| Source excerpt |
____

The renovation and restoration work on the other hand has been done with mostly traditional materials and methods of construction. Local masons and craftsmen do the majority of the work. From photos, traditional construction on the ramparts appears to be unfinished brickwork, as compared to the whitewashed facades in most of the rest of town.

Current Physical State
Restoration work still continues today. At the time of the award in 1989, 60% of the town had been restored. Each year the Al-Mouhit Association renovates the "sanitary facilities of at least ten sub-standard houses a year."7 Construction within the town has nearly doubled in the last ten years, though no hotels or resorts are allowed. The town records state that 10-15 houses are renovated each year, an impressive figure in a town that contains only 1200 houses within the boundary of its walls.8


Benaissa's objectives for the project were simple; to renovate and rehabilitate the town and in doing so create a sense of pride, responsibility and motivation for the upkeep of the town to ensure its future. The festival would provide the funding for the work and thus provide income and jobs for the town's residents. With the children helping to beautify and clean the town, the project would ensure that a whole range of ages would participate.

There is a statement from the officials that relates to the underlying philosophy of the project, the idea of "culture as a source of income for the local population."9 This is a questionable concept because it ignores the existing culture in the town and ignores the town's desires for change in their own culture and instead is in favor of bringing in a different culture to create a means of income.

____

| Material supplied |
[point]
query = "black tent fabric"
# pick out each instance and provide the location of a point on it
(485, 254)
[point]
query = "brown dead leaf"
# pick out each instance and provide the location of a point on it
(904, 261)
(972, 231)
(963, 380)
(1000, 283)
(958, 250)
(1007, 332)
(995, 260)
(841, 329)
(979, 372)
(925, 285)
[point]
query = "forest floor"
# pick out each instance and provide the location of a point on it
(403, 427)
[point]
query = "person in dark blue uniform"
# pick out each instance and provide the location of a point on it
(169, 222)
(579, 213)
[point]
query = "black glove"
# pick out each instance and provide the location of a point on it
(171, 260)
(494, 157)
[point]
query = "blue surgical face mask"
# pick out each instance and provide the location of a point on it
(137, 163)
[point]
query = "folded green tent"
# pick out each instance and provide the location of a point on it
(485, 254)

____

| Aim of the exercise |
In the restoration excerpt, what percentage of the town had been restored at the time of the award in 1989?

| Solution for this exercise |
60%